(Pointing and labeling entries)
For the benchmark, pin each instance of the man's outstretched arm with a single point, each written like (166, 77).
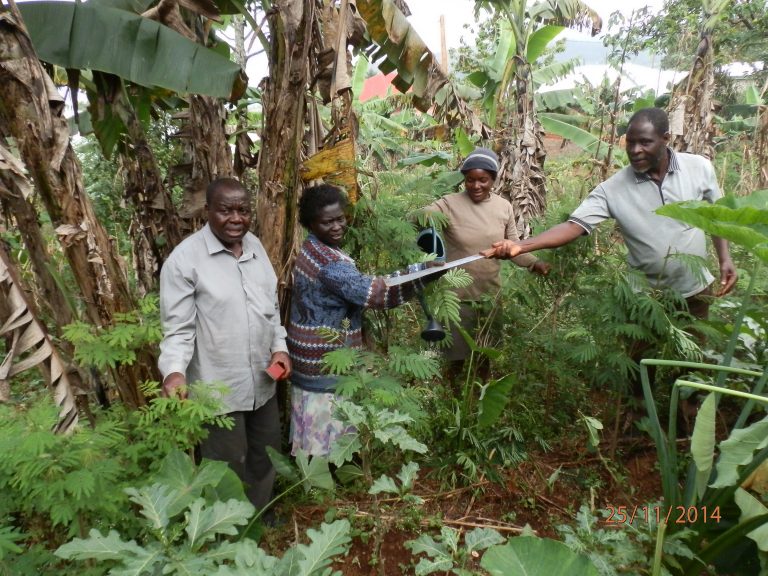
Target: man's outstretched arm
(728, 274)
(555, 237)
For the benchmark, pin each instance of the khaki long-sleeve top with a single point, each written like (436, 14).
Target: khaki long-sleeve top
(474, 227)
(220, 317)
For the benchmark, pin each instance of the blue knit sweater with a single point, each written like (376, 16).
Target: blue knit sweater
(327, 289)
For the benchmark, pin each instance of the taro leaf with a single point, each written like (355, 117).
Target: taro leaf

# Stated task
Do not include the images; transcribe the rest of the listing exactly.

# Full output
For the benchmark, pin each instance of the man's outstretched arm with a single point, each written like (166, 77).
Target: man's outstretched arm
(728, 274)
(555, 237)
For the benchmark, pin each instance of the khaki long-sleeve top with a single point, each written like (436, 14).
Target: khaki long-sleeve top
(474, 227)
(220, 317)
For the benchmark, pin each instance of the blue knit sweater with a single point, each written like (376, 16).
Target: blue knit sweater
(327, 289)
For the benchmark, pin each instance of the taro leaf with a single point, each written like (355, 117).
Target: taro leaf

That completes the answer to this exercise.